┌─ TASK MATERIAL
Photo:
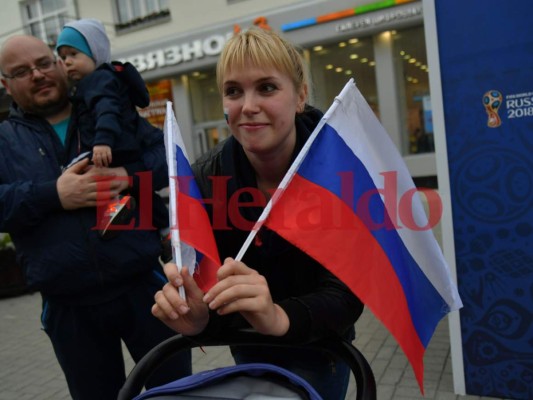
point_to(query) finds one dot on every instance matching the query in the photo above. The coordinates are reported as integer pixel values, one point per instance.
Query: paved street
(29, 370)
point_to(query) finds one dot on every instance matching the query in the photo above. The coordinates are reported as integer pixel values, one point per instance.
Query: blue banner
(486, 56)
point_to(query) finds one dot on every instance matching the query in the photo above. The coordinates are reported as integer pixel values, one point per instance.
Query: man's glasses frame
(43, 66)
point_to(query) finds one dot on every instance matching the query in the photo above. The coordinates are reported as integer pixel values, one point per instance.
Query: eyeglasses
(43, 67)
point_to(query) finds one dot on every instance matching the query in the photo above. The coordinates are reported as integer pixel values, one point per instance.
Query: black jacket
(317, 303)
(62, 253)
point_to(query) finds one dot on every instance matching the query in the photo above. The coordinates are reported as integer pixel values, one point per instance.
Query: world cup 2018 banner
(486, 61)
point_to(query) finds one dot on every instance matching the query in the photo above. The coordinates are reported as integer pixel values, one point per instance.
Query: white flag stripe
(286, 180)
(357, 124)
(171, 130)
└─
Rewrite every line of the records above without the pictures, keeping each request as it stands but multiplying the x and y coordinates in the answers by 2.1 and rounding them to whole numbers, with halves rounded up.

Photo:
point_to(query) finds one dot on every instance matching the query in the photo above. The coordinates are reported as integer pixel values, one point per instance.
Query: paved street
(61, 777)
point_to(query) finds one dot on every instance matching the query in the photo above. The coordinates are reported as integer pixel values, one point per instance.
Query: blue banner
(1021, 118)
point_to(query) finds one dot on every instance matching the query in the photo above. The coordinates are reported as integer pixel values, one point per instance.
Query: man's glasses frame
(90, 139)
point_to(query) finds one dot on every instance matching the query in the photo above. The coordinates are reported as integer pixel values, one point per instance.
Query: eyeglasses
(90, 141)
point_to(query) finds one dot on every instance matching the query in the photo above. The coordinates are reported as integer pixel values, one point per instance.
Query: black jacket
(666, 636)
(130, 531)
point_to(query) finds one dot on every instance matching the query in the photo above. The coordinates are reported as integer pixel values, one point per instance.
Query: world cup 2018 banner
(1021, 128)
point_to(query) finds one dot on every instance matching the query in the photo above. The coordinates are reported as integer pixel values, one point per instance.
Query: white flag stripe
(601, 378)
(750, 260)
(359, 273)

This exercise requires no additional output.